* Your task
Reproduce exactly the stretch of lines running from the line with "Detect fence post." to the end of the entries below.

Collected data entries:

------

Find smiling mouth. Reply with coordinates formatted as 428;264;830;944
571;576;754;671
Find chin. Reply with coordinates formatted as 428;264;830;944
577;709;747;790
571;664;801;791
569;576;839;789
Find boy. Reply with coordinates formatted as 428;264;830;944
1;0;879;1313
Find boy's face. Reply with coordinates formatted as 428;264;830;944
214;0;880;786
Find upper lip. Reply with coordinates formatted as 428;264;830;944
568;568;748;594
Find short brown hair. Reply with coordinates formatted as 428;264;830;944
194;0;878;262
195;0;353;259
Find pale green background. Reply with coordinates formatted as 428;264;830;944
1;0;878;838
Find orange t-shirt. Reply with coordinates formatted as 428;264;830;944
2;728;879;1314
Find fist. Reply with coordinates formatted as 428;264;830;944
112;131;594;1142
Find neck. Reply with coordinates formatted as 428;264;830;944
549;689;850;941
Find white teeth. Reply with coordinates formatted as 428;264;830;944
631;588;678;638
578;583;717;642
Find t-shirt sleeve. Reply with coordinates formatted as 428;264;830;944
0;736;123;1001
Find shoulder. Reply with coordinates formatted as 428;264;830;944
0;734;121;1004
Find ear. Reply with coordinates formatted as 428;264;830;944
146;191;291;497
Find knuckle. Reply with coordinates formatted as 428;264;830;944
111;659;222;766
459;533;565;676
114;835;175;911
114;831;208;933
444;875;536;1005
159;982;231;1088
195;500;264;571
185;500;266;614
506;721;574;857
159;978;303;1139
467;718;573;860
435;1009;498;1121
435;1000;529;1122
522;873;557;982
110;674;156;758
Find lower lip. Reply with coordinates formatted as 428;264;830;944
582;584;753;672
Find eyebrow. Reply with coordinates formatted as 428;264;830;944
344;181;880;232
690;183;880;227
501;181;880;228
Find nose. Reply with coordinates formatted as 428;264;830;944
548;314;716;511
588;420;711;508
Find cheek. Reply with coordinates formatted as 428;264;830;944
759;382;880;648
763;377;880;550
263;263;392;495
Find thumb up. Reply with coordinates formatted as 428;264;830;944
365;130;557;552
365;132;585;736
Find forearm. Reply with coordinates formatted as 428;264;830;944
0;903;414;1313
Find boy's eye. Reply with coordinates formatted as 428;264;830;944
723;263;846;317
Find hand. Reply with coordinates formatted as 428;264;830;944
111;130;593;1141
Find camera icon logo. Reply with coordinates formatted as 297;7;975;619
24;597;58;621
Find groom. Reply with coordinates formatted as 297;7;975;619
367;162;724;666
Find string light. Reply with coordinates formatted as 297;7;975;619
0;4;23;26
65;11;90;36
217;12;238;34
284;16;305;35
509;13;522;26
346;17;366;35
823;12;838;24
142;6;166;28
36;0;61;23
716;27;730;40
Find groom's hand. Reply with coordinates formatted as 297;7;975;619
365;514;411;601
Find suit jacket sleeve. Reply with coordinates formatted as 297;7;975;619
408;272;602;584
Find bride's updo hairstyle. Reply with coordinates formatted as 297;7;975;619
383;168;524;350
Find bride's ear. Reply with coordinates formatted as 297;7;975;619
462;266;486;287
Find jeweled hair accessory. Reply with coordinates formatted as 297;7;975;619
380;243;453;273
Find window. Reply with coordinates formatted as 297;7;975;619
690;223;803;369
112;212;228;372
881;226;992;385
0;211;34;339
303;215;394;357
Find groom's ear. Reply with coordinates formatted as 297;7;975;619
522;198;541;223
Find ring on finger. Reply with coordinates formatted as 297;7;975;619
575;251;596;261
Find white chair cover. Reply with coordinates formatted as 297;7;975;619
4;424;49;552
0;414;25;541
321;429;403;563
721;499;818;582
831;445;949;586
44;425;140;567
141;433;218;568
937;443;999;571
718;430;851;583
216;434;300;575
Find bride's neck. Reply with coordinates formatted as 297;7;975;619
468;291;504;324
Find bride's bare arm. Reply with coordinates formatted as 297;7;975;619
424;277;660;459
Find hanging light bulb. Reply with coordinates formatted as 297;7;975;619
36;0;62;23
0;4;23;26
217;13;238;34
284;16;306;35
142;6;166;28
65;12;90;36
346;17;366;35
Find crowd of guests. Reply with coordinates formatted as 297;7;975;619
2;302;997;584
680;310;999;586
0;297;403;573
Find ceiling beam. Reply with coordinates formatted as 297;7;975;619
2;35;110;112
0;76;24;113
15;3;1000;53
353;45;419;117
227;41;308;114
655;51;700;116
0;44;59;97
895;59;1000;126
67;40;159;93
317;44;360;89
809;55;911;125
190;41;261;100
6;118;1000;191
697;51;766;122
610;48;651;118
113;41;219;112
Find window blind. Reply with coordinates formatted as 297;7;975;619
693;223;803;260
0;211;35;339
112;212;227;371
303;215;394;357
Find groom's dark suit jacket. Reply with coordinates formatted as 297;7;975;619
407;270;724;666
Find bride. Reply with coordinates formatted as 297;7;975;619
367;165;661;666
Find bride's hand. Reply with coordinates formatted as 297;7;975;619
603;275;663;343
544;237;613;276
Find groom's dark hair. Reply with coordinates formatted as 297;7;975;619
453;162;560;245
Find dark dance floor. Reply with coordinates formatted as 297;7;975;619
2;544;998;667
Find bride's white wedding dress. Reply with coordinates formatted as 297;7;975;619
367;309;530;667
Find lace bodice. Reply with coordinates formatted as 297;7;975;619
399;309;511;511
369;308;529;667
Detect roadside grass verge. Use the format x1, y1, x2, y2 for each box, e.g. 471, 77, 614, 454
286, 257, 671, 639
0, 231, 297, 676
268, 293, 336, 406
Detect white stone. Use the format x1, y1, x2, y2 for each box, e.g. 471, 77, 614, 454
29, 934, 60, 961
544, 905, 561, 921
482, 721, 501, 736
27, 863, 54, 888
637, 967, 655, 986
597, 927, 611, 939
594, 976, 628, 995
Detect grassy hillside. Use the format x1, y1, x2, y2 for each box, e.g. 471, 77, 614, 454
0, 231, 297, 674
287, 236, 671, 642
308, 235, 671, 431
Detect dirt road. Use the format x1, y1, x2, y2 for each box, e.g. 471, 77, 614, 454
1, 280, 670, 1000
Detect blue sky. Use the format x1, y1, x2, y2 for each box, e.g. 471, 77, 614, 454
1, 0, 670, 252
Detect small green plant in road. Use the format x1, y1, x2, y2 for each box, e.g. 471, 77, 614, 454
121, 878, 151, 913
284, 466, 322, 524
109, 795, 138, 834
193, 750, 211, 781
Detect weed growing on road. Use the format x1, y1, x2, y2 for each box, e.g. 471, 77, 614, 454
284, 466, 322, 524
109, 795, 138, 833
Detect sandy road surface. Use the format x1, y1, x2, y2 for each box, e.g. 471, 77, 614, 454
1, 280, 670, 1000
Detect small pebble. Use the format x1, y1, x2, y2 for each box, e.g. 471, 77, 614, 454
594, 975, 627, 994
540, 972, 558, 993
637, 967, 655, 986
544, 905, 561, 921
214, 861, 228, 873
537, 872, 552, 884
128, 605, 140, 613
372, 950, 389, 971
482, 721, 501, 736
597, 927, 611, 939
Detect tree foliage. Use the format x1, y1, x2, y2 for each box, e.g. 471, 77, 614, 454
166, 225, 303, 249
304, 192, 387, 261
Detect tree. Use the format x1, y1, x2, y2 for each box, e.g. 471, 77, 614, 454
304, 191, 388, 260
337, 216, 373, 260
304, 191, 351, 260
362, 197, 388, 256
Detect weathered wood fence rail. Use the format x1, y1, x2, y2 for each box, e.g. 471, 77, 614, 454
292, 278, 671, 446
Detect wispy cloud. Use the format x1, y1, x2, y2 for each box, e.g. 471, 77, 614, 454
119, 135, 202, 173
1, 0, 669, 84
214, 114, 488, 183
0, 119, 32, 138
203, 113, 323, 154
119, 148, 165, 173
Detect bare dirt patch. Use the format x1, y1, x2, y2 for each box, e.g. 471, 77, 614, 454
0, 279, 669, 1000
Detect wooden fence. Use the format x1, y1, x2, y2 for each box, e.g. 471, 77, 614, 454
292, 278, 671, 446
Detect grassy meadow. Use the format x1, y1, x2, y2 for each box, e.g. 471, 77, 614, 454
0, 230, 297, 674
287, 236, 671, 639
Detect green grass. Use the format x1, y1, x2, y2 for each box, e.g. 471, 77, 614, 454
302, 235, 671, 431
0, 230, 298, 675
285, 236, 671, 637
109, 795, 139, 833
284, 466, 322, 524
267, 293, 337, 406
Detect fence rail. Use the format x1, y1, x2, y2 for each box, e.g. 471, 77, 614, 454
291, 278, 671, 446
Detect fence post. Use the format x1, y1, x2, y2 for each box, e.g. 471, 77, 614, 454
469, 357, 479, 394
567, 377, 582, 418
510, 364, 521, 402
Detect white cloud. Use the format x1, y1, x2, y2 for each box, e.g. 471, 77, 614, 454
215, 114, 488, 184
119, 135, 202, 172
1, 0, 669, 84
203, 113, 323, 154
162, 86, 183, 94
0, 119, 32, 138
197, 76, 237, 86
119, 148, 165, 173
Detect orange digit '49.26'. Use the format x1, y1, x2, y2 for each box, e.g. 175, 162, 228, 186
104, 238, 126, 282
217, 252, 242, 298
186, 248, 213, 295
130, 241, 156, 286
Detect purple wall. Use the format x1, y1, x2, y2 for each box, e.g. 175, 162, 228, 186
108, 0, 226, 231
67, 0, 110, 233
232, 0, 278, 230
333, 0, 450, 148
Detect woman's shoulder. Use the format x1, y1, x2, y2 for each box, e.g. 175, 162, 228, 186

------

* Exercise result
Detect fence post. Use the format x1, y1, x2, y2 for each box, e.g. 471, 77, 614, 454
469, 357, 479, 394
567, 377, 582, 418
510, 364, 521, 402
Detect white cloud. Use the format x1, y1, x2, y2 for each box, e.g. 471, 77, 614, 454
215, 114, 488, 184
119, 135, 202, 172
1, 0, 669, 84
203, 113, 323, 154
162, 86, 183, 94
0, 119, 32, 138
197, 76, 237, 86
119, 148, 165, 173
Detect orange digit '49.26'. Use the format x1, y1, x2, y2 for each box, e.g. 175, 162, 228, 186
104, 238, 126, 282
217, 252, 242, 298
186, 248, 213, 295
130, 241, 156, 286
Detect purple wall. Use the format x1, y1, x2, y2 for each box, e.g. 175, 162, 228, 186
108, 0, 226, 231
67, 0, 110, 233
232, 0, 278, 230
333, 0, 450, 148
Detect woman's shoulder. Use the format x1, y1, x2, y2 for each box, e.g. 175, 162, 228, 186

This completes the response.